◆ **Written request**:
Rewrite the data below from the line containing "Q: For each instance of the snow-covered roof" up to and including the line containing "(1047, 354)", replacing "stream" with "creek" and leaving everything else unchanged.

[BEGIN]

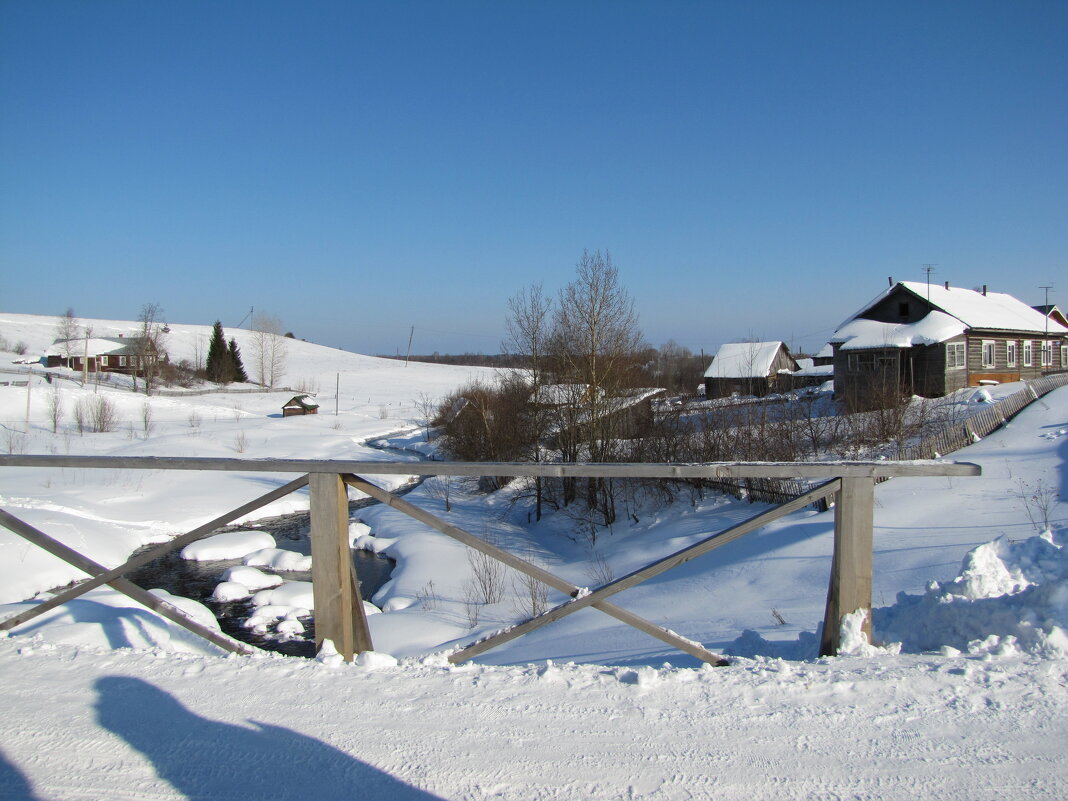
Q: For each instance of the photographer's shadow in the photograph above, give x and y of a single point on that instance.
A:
(207, 759)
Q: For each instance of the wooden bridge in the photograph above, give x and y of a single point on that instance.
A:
(339, 608)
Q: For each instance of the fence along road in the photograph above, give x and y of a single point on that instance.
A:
(339, 608)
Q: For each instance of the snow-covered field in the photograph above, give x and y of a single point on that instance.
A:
(971, 705)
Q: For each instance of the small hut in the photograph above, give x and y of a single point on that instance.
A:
(299, 405)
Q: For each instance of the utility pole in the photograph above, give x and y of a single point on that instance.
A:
(29, 380)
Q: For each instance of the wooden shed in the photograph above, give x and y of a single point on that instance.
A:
(299, 405)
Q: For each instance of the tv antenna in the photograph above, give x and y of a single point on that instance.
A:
(929, 268)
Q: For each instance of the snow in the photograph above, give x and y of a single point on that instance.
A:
(279, 559)
(960, 695)
(933, 328)
(743, 360)
(991, 310)
(955, 310)
(230, 545)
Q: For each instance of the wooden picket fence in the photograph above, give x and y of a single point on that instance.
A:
(955, 436)
(947, 439)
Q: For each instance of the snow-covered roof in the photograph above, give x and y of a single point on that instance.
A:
(95, 345)
(815, 370)
(993, 310)
(868, 333)
(743, 360)
(955, 311)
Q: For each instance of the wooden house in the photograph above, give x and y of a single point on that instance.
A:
(914, 339)
(126, 355)
(750, 368)
(299, 405)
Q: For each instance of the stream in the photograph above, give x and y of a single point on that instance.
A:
(198, 580)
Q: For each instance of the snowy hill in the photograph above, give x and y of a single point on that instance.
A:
(966, 700)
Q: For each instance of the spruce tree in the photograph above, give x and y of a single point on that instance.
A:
(236, 366)
(218, 366)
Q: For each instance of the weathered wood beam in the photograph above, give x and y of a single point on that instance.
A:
(850, 586)
(339, 608)
(666, 635)
(577, 470)
(123, 585)
(146, 556)
(709, 544)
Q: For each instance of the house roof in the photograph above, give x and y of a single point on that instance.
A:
(302, 402)
(96, 346)
(954, 312)
(743, 360)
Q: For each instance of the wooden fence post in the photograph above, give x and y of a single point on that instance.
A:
(850, 586)
(339, 608)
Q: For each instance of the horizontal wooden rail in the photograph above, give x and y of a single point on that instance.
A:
(568, 470)
(338, 602)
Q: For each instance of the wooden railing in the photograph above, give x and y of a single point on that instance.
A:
(339, 608)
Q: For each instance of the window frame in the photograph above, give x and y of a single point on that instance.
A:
(1011, 354)
(956, 355)
(989, 348)
(1046, 354)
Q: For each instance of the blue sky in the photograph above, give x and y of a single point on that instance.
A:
(755, 169)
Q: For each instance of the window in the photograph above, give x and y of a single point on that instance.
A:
(956, 355)
(861, 361)
(988, 352)
(1047, 354)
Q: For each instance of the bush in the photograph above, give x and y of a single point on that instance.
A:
(97, 413)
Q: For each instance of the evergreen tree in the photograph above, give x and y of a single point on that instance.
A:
(237, 367)
(219, 366)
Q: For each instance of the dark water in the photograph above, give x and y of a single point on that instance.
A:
(198, 580)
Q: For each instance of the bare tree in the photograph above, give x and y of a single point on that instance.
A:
(55, 407)
(594, 344)
(150, 347)
(67, 331)
(528, 326)
(268, 348)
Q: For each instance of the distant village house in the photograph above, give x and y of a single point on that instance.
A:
(299, 405)
(126, 355)
(750, 368)
(935, 340)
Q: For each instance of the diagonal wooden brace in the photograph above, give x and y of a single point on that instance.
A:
(123, 585)
(688, 646)
(135, 562)
(709, 544)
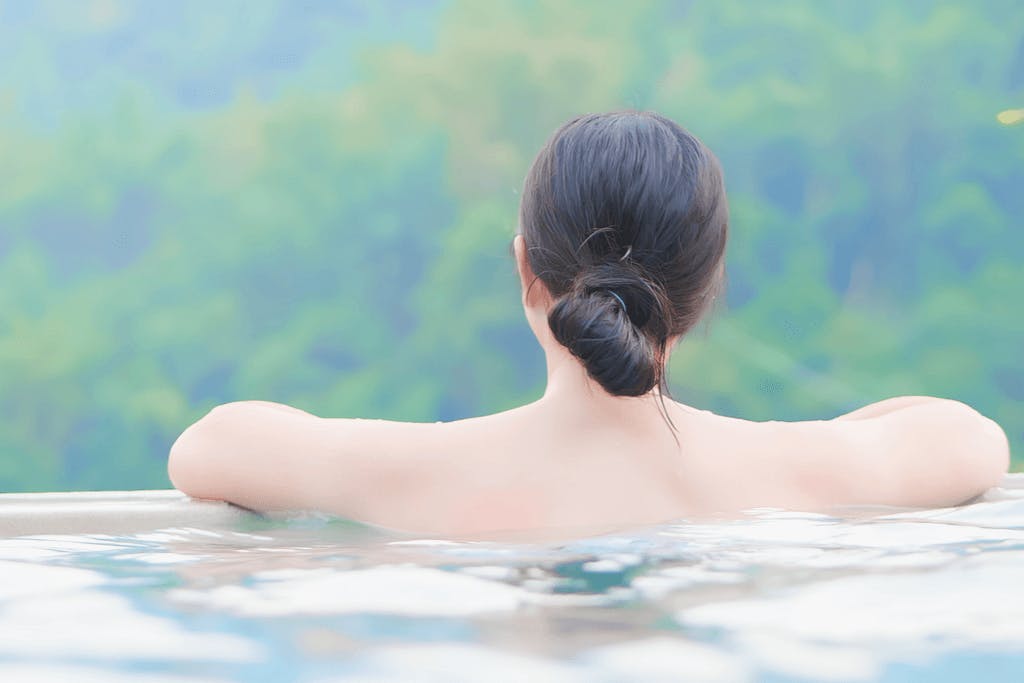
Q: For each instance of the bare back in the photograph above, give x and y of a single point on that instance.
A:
(536, 468)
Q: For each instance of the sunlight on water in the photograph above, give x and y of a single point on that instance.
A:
(924, 595)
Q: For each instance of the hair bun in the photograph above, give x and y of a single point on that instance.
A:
(610, 321)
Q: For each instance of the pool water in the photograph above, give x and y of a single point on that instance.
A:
(872, 595)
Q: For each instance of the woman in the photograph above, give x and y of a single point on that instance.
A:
(623, 233)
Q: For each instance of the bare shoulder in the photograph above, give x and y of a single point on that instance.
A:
(267, 456)
(916, 452)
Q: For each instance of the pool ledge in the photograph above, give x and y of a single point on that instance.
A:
(110, 512)
(134, 511)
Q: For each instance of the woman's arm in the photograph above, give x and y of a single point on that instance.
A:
(922, 453)
(271, 457)
(888, 406)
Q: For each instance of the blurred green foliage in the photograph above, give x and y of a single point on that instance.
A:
(312, 204)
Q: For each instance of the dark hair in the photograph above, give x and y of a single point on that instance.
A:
(625, 220)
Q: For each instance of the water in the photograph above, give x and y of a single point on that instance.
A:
(776, 596)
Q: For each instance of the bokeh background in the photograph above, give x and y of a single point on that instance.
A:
(312, 203)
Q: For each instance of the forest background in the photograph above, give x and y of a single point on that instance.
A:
(312, 203)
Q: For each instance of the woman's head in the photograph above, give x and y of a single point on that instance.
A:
(625, 221)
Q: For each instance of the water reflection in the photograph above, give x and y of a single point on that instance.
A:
(777, 595)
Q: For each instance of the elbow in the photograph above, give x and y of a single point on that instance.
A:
(192, 463)
(983, 446)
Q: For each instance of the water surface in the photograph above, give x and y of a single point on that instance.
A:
(775, 596)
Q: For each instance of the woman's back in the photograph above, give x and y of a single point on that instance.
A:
(621, 250)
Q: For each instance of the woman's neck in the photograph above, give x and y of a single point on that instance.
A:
(572, 394)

[END]

◆ **Result**:
Q: For each instance of the snow-covered roof in the photograph above, give x and y of a single point on that instance.
A:
(95, 345)
(815, 370)
(993, 310)
(868, 333)
(743, 360)
(955, 311)
Q: For each instance of the wooden house in the photograph above, give x and y of a single point on that instance.
A:
(914, 339)
(126, 355)
(750, 368)
(299, 405)
Q: For each instance of the creek in the photograph above, give x and y of a single point on that instance.
A:
(198, 580)
Q: For each instance of the snowy hill in the photograph above, give x and y of a single point on that instance.
A:
(966, 700)
Q: For each instance of the spruce tree in the photograph above, give x and y of a single point on that instance.
A:
(236, 366)
(218, 366)
Q: For each instance of the weathered wood beam in the photograph above, give x and y of a single point on that instance.
A:
(850, 586)
(339, 608)
(666, 635)
(577, 470)
(123, 585)
(146, 556)
(709, 544)
Q: For each instance of the house roof in the photograph above, give x and y of a single point on that instance.
A:
(302, 402)
(96, 346)
(954, 312)
(743, 360)
Q: For each instance of the wooden fence post in the photograph above, give x and y of a single point on that instance.
A:
(850, 586)
(339, 608)
Q: For each instance of the horizontal wooden rail in the photograph above, give x and y of a single point on that instance.
A:
(568, 470)
(338, 602)
Q: For each instance of the wooden railing in the photograph above, give x and y of a single point on that instance.
A:
(339, 608)
Q: For each instance of the window frame in the photograph above, give x and y of a single point on that instance.
A:
(1011, 354)
(956, 355)
(989, 348)
(1046, 354)
Q: For each instance of the blue sky in the photograph above, give x and y of a single point on that instance.
A:
(755, 169)
Q: For each instance of the window in the photograph above, give x and y of a single point on that instance.
A:
(956, 355)
(861, 361)
(988, 352)
(1047, 354)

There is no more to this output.